[BEGIN Entries]
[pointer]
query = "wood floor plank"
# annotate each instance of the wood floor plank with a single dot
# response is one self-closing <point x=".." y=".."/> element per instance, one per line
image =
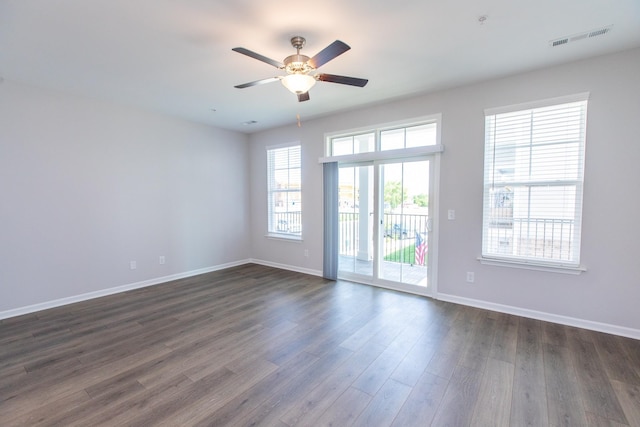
<point x="311" y="406"/>
<point x="458" y="402"/>
<point x="493" y="407"/>
<point x="629" y="396"/>
<point x="595" y="387"/>
<point x="347" y="408"/>
<point x="385" y="405"/>
<point x="422" y="402"/>
<point x="529" y="401"/>
<point x="563" y="393"/>
<point x="255" y="345"/>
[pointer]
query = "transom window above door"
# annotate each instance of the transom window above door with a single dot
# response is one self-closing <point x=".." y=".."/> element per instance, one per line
<point x="420" y="136"/>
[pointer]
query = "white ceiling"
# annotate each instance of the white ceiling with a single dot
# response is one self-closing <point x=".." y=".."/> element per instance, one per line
<point x="174" y="56"/>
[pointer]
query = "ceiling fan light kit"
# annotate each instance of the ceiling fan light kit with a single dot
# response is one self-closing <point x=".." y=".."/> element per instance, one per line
<point x="298" y="68"/>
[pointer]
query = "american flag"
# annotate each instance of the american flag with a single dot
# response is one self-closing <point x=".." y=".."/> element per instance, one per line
<point x="421" y="249"/>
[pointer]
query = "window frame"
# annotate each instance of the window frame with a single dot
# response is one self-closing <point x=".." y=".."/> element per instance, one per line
<point x="273" y="230"/>
<point x="572" y="265"/>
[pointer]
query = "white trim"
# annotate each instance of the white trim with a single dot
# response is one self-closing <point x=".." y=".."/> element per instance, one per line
<point x="385" y="155"/>
<point x="547" y="317"/>
<point x="287" y="267"/>
<point x="284" y="236"/>
<point x="432" y="118"/>
<point x="528" y="265"/>
<point x="115" y="290"/>
<point x="283" y="145"/>
<point x="577" y="97"/>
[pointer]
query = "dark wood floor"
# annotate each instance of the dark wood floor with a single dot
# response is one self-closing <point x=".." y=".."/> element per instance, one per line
<point x="253" y="345"/>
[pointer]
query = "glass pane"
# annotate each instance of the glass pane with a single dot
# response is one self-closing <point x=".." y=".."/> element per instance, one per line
<point x="342" y="146"/>
<point x="392" y="139"/>
<point x="355" y="216"/>
<point x="420" y="136"/>
<point x="405" y="222"/>
<point x="365" y="143"/>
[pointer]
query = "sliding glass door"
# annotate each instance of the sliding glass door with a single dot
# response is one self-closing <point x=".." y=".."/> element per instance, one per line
<point x="385" y="223"/>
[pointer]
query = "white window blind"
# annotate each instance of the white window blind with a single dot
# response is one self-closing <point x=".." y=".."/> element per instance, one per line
<point x="284" y="191"/>
<point x="533" y="178"/>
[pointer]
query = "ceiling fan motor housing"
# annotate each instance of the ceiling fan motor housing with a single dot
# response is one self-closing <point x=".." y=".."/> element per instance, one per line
<point x="297" y="64"/>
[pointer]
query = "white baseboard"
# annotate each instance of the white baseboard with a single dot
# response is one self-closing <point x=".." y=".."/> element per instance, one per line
<point x="110" y="291"/>
<point x="547" y="317"/>
<point x="287" y="267"/>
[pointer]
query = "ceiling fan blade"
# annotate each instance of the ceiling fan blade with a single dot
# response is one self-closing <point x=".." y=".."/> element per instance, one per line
<point x="328" y="53"/>
<point x="303" y="97"/>
<point x="258" y="82"/>
<point x="259" y="57"/>
<point x="351" y="81"/>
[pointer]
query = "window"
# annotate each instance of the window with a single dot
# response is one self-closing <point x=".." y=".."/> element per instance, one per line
<point x="408" y="137"/>
<point x="533" y="176"/>
<point x="284" y="191"/>
<point x="421" y="136"/>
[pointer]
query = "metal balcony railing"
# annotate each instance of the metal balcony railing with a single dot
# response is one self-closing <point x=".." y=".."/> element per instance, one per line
<point x="398" y="230"/>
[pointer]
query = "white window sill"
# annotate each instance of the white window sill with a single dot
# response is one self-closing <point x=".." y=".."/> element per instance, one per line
<point x="282" y="236"/>
<point x="553" y="268"/>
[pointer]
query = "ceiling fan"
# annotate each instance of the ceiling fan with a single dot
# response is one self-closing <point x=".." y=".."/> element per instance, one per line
<point x="299" y="68"/>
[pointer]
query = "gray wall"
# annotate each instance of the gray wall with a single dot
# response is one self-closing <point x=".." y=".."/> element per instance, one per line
<point x="606" y="295"/>
<point x="86" y="187"/>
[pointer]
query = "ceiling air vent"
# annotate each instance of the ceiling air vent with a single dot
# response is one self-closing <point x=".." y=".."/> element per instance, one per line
<point x="581" y="36"/>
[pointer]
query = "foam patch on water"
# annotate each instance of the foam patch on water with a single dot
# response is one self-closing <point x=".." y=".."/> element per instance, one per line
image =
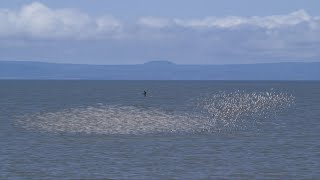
<point x="217" y="111"/>
<point x="113" y="120"/>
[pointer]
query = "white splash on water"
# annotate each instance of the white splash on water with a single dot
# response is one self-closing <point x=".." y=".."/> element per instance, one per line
<point x="240" y="108"/>
<point x="217" y="110"/>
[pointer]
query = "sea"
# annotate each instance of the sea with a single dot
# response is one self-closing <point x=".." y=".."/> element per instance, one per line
<point x="77" y="129"/>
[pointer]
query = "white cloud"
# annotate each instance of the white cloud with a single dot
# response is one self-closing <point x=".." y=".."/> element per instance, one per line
<point x="38" y="21"/>
<point x="267" y="22"/>
<point x="207" y="40"/>
<point x="155" y="22"/>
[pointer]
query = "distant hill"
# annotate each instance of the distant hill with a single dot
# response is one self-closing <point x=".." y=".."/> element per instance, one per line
<point x="160" y="70"/>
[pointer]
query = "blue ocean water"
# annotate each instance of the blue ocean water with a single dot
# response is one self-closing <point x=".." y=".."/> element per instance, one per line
<point x="181" y="130"/>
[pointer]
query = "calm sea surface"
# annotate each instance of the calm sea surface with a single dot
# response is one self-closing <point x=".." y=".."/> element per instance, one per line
<point x="181" y="130"/>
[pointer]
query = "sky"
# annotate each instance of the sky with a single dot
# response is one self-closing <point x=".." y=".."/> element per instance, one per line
<point x="181" y="31"/>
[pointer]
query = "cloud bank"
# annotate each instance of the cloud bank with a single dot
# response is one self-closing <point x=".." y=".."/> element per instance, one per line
<point x="212" y="39"/>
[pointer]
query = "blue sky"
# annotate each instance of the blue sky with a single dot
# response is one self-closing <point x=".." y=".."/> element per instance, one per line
<point x="182" y="31"/>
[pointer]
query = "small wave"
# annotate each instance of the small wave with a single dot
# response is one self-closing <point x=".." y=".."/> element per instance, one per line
<point x="218" y="111"/>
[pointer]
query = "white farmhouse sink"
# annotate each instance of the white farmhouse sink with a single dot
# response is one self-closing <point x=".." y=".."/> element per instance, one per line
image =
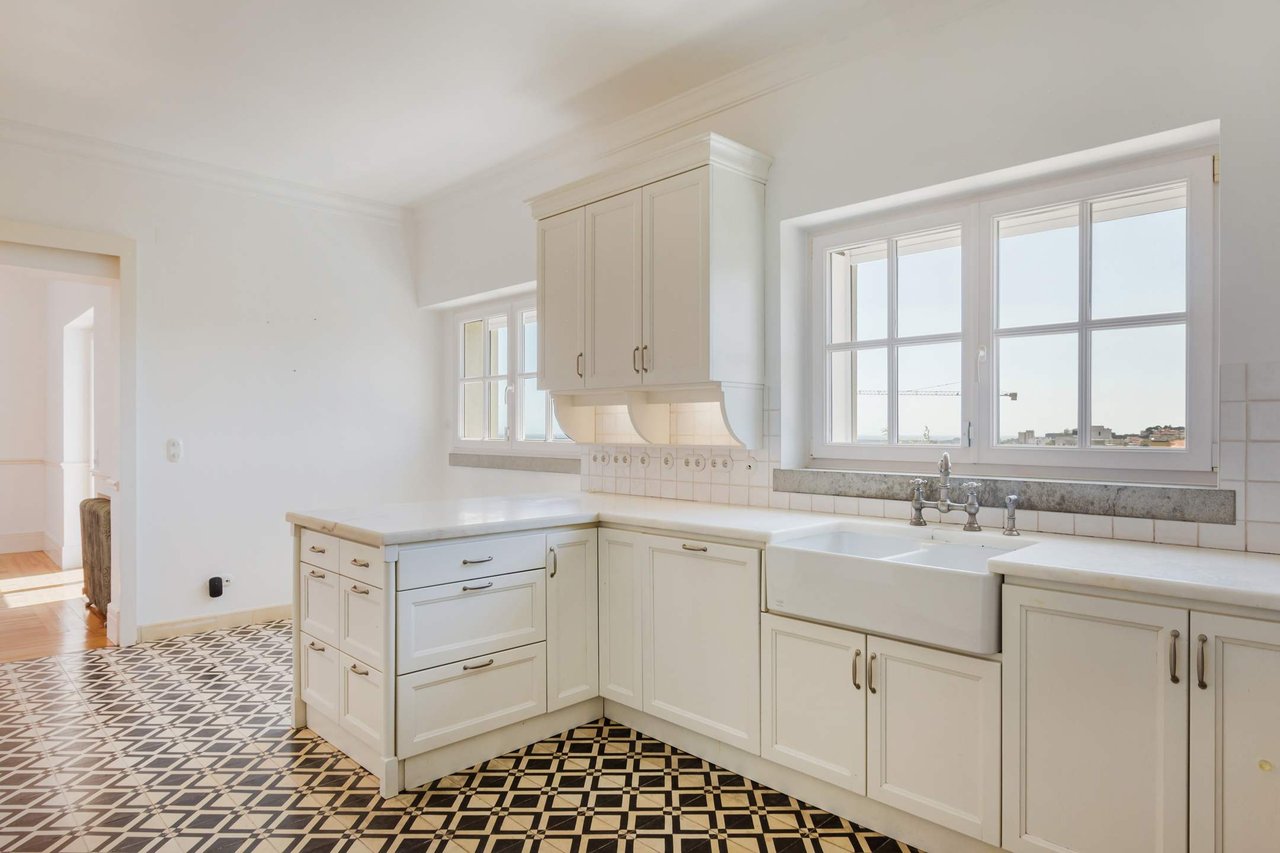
[END Entries]
* Aim of the task *
Identify each line in the stored data above that contains the string "foam", and copy those lines. Case counts when matching.

* The result *
query = "foam patch on water"
# annotate each instance of the foam patch on water with a single dot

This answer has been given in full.